_What to do_:
1 > In the text about music streaming, which streaming service did the writer try first?
2 > Revise the music streaming text from "Unfortunately after listening" to "was out there.", replacing "algorithm" with "recommendation engine".

_Selected text_:
If you know me, even a little bit, you’ll know that music is a big part of my life. I’ve played musical instruments since childhood and pride myself on my eclectic tastes. Needless to say, my choice of streaming service is something I take pretty seriously.
Since college I’ve slowly been transitioning from the many gigabytes of mp3’s stored on my computer to a more “modern” approach to listening. My first foray into streaming services started with Pandora which I honestly loved for a long time. It fit very well with my hands-off approach to listening to music and introduced me to artists I’d never listened to before.
Unfortunately after listening to Pandora for 10+ years, I started noticing a lot of the same songs popping up. I couldn’t figure out if it was because their music library wasn’t changing and expanding or the algorithm had become “stuck” in a rut. In any case, I decided to start exploring other streaming services to see what was out there.

_Data excerpt_:
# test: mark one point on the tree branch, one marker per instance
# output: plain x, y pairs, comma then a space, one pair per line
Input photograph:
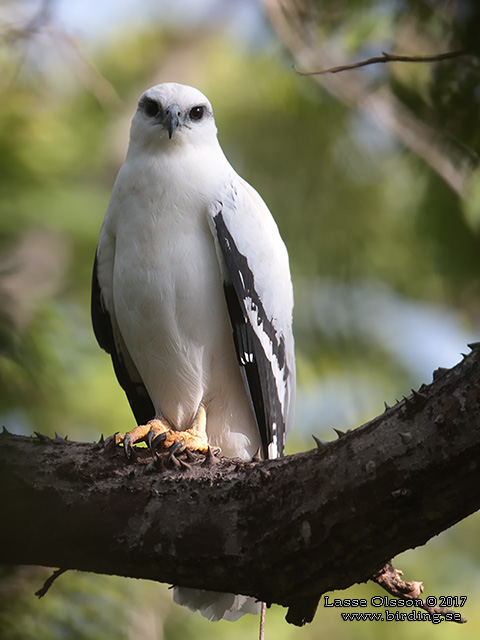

_Outputs for the tasks_:
1 > Pandora

2 >
Unfortunately after listening to Pandora for 10+ years, I started noticing a lot of the same songs popping up. I couldn’t figure out if it was because their music library wasn’t changing and expanding or the recommendation engine had become “stuck” in a rut. In any case, I decided to start exploring other streaming services to see what was out there.